- _Task to complete_
Find the line that contains "Wildlife-tally request: point out every instance of the red" in the entries below. Output it and each later line exactly, and nothing else.

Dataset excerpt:
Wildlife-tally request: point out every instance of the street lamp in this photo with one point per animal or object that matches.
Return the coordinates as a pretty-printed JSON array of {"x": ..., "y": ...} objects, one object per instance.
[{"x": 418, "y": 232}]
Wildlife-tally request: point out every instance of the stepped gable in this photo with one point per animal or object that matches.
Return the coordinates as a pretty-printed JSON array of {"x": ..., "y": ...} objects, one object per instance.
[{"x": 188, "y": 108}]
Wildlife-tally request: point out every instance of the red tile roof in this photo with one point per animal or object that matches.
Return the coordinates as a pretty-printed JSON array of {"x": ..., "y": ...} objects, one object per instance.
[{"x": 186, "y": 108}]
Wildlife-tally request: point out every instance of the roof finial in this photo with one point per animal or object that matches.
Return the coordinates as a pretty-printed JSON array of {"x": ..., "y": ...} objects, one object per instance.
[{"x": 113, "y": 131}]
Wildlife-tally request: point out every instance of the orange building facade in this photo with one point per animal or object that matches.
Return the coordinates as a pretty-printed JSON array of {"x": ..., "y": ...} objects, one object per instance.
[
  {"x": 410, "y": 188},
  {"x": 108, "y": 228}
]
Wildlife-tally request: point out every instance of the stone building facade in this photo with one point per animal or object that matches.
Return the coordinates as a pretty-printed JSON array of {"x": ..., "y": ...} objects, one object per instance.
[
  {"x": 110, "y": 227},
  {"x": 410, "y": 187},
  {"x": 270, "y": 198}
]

- _Final result_
Wildlife-tally request: point out every instance of the red tile roof in this photo with one point per animal or object that matches.
Return the coordinates as a pretty-printed JSON array of {"x": ..., "y": ...} objects, one object per instance.
[{"x": 186, "y": 108}]
Wildlife-tally request: point out every instance of the roof finial in this photo with one point per animal or object that matches.
Return the coordinates as a pretty-printed JSON array of {"x": ..., "y": ...} objects, one object per instance.
[{"x": 113, "y": 131}]
Wildlife-tally request: point out every instance of the orange building facade in this photo with one point per animal or object that matches.
Return the coordinates as a pretty-printed JSON array of {"x": ..., "y": ...} objects, one object per instance.
[
  {"x": 410, "y": 188},
  {"x": 108, "y": 228}
]
Wildlife-tally request: point out every instance of the stone building facade in this photo with one point per animal or object that matches.
Return the coordinates as a pretty-printed JSON array of {"x": ..., "y": ...} objects, one object per instance.
[
  {"x": 110, "y": 227},
  {"x": 410, "y": 187},
  {"x": 270, "y": 198}
]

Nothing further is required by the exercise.